__Given exercise__: Starting with the line containing "Exercise. Point out the fountain" and going on through the end of the records, write those lines out again, switching "Point out" to "Mark" and leaving everything else unchanged.

[Start Supplied records]

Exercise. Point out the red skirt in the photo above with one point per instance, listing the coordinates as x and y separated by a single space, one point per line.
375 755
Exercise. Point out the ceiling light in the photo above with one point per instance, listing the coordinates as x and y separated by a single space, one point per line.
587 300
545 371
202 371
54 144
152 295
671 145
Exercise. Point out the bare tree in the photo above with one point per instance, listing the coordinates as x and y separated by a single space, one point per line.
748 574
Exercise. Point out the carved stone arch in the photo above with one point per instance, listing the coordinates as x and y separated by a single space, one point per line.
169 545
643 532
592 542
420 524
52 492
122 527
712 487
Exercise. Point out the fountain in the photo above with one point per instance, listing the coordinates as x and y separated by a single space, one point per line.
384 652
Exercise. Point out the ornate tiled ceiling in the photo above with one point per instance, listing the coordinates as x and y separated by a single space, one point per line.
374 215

[End Supplied records]

__Result of the task__:
Exercise. Mark the fountain in the photo above with one point per instance, listing the coordinates as x and y separated by a single space, one point per line.
384 652
Exercise. Mark the ornate tiled ceiling in the photo above with one point per instance, listing the coordinates as x and y separated by a single space, one point per line.
374 215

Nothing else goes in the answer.